***** PROVIDED TEXT

Nassau's financial condition is "deteriorating" with a continued reliance on borrowing and a projected 2015 budget deficit of nearly $62 million, County Comptroller George Maragos told lawmakers Thursday.
But administration officials contend the county will end the year with a $1.9 million surplus, in part by borrowing $124 million for tax refunds and legal settlements and using $16 million from the county's fund balance for operating expenses.
The Budget Review Committee hearing provides lawmakers with a mid-year report on Nassau's finances and comes 12 days before County Executive Edward Mangano delivers his 2016 budget.
Maragos projected a 2015 budget shortfall of $61.9 million and pegged the structural deficit -- which calculates the difference between recurring revenue and expenses -- at $241.3 million by year's end.
The culprits, he said, include an "unanticipated" sales tax drop of $35 million to $40 million, the loss of more than $30 million in expected revenue from the canceled speed camera program and a $9 million loss from the delayed implementation of the video lottery terminal program.
"Major structural changes to the county operations and revenue sources will be required to align operating expenses without borrowing," Maragos said.
Maragos also chided the county for "accelerated" bonding to cover operating expenses and noted that Nassau's long-term debt is up to $3.68 billion.
Minority Leader Kevan Abrahams (D-Freeport) said the bonding, although approved by the legislature, "saved" the county from significantly higher budget deficits in earlier years.
The county owes $306 million in residential and commercial tax refunds. Committee Chairman Howard Kopel (R-Lawrence) said with interest rates low, Nassau should "clean out its books" and borrow the full amount.
Eric Naughton, Nassau's deputy county executive for finance, said paying down the backlog at once "makes sense."
Naughton said Nassau's fiscal outlook was improving. "We recognize that this county has historical financial issues that we've been trying to address," he said. "We've been making improvements every year."
He points to the declining size of Nassau's workforce, the elimination of a $13 million annual subsidy to Nassau University Medical Center and a new program that would force commercial property owners who grieve their taxes to pay into an escrow fund pending the outcome of their appeal.

**********

** REQUIREMENT **
According to the article on Nassau County's finances, how much does the county owe in residential and commercial tax refunds? The listing that comes next has no connection to the Nassau County budget article.

***** GIVEN INFORMATION

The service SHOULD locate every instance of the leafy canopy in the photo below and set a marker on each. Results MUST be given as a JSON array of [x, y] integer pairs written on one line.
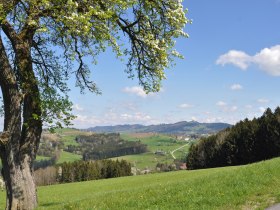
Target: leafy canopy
[[66, 32]]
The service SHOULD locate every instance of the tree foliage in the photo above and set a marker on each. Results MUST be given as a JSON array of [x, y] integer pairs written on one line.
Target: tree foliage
[[246, 142], [63, 33]]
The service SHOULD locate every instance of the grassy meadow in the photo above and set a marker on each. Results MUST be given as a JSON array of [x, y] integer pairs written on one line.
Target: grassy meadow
[[254, 186], [155, 142]]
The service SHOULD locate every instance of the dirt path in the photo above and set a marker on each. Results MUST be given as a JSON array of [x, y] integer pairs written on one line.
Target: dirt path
[[172, 152]]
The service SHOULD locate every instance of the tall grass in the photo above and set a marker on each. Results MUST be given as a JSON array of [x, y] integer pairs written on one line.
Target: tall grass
[[253, 186]]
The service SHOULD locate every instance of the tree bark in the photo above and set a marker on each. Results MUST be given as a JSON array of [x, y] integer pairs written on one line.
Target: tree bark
[[20, 185], [20, 140]]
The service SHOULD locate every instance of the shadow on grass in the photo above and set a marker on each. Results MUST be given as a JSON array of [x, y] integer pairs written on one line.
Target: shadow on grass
[[48, 204]]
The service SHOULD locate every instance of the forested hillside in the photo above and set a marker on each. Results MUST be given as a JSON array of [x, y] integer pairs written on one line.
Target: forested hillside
[[185, 128], [246, 142]]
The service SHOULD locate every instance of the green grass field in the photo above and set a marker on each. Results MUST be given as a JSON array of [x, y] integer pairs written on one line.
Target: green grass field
[[255, 186], [154, 142], [68, 157]]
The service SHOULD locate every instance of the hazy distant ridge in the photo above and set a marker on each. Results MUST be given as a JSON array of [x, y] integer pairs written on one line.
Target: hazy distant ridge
[[183, 127]]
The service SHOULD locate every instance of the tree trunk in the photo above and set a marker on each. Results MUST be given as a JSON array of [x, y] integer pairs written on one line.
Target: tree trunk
[[20, 185], [20, 140]]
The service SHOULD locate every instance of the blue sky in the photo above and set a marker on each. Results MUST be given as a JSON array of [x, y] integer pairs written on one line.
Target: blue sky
[[231, 71]]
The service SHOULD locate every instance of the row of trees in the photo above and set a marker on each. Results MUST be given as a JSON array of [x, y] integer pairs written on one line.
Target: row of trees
[[246, 142], [82, 171]]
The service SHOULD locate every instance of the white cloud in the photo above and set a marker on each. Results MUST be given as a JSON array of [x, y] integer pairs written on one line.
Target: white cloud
[[185, 106], [221, 103], [268, 60], [248, 106], [234, 57], [233, 109], [262, 109], [136, 90], [77, 107], [236, 87], [263, 101]]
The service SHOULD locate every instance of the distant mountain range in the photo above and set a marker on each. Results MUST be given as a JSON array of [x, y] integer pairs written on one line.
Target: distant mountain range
[[183, 127]]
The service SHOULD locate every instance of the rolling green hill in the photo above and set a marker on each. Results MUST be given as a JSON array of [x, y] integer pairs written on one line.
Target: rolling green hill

**********

** EXERCISE OUTPUT **
The county owes $306 million in residential and commercial tax refunds.